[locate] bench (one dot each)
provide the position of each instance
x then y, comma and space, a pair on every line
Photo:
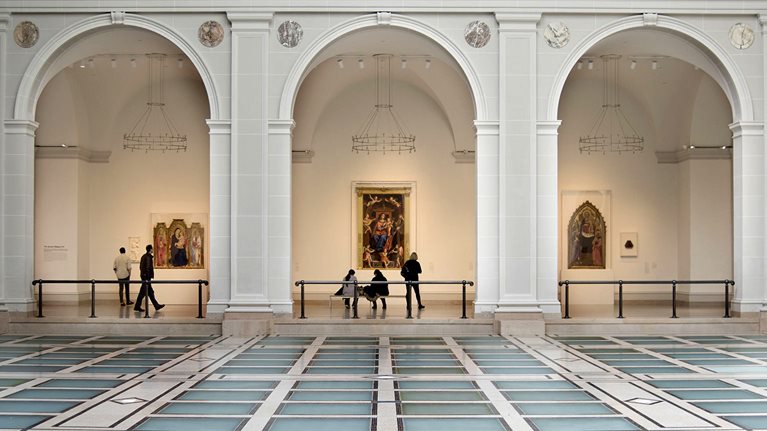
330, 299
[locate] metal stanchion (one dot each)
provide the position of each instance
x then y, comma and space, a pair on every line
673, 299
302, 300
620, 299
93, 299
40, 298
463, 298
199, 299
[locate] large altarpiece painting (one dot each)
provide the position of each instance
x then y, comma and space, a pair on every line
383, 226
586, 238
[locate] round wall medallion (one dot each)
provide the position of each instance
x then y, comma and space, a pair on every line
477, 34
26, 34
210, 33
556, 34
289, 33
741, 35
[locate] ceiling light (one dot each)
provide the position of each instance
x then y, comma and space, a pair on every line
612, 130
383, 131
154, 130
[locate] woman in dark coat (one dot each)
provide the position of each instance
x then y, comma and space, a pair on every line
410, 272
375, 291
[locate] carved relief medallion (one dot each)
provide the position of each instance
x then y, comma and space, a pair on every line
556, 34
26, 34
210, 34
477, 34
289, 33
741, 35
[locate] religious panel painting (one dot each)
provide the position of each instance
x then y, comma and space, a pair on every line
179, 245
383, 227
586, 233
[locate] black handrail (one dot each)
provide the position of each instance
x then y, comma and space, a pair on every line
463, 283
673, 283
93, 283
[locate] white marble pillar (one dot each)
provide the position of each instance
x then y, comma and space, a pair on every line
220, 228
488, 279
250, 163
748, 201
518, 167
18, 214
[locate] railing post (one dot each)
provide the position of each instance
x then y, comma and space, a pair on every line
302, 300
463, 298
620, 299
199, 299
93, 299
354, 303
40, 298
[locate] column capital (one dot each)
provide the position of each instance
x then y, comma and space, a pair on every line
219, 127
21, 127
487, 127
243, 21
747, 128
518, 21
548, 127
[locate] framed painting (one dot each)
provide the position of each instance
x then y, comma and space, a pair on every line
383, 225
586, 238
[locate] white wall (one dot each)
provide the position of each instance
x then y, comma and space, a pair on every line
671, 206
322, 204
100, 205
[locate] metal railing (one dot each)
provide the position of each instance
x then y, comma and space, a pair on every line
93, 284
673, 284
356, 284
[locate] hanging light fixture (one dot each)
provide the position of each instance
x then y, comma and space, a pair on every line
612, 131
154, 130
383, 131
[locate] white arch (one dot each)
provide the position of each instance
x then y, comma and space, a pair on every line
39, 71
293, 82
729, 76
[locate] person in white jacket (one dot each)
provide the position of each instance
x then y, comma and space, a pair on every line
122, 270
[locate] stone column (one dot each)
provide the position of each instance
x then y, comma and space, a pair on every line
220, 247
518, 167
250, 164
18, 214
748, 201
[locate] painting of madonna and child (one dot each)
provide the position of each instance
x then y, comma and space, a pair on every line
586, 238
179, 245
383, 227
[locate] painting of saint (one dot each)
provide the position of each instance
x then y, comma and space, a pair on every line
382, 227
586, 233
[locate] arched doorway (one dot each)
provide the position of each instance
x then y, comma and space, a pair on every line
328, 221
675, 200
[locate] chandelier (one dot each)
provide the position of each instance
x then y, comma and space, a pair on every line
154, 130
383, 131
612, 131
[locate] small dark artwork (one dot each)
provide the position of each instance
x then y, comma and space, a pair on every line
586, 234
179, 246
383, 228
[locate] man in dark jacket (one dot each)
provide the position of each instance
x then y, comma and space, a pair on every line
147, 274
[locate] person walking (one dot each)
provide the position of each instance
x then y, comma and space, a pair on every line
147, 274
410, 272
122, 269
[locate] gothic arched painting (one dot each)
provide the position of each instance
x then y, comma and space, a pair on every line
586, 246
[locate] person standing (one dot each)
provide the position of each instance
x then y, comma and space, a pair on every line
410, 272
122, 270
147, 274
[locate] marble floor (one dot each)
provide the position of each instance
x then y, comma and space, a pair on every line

************

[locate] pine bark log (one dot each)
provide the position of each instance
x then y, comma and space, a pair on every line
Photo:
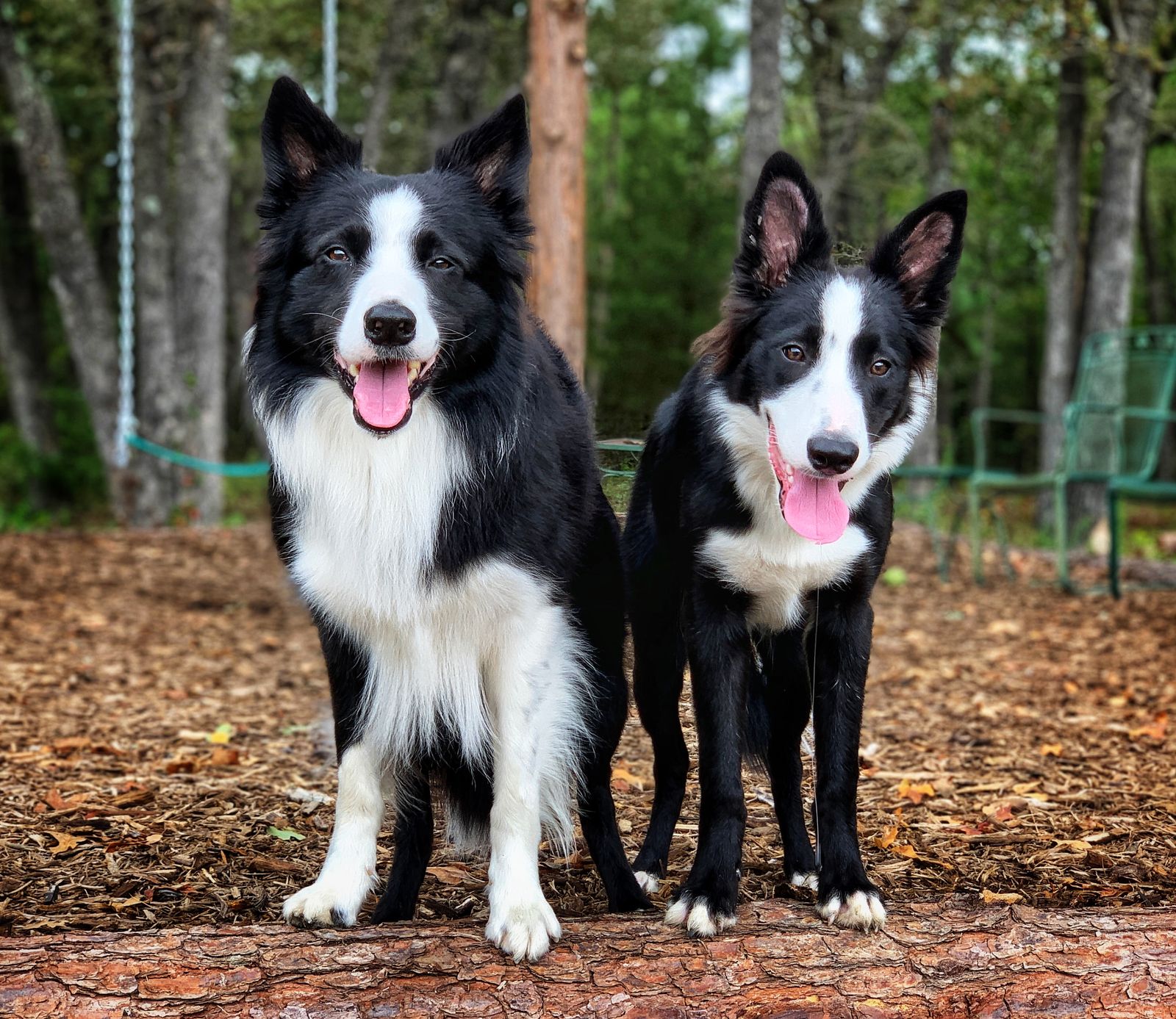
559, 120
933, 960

************

_WORK TASK_
Reply with only the number of lines in the material above where the string "wall" appears.

_TASK ANSWER_
2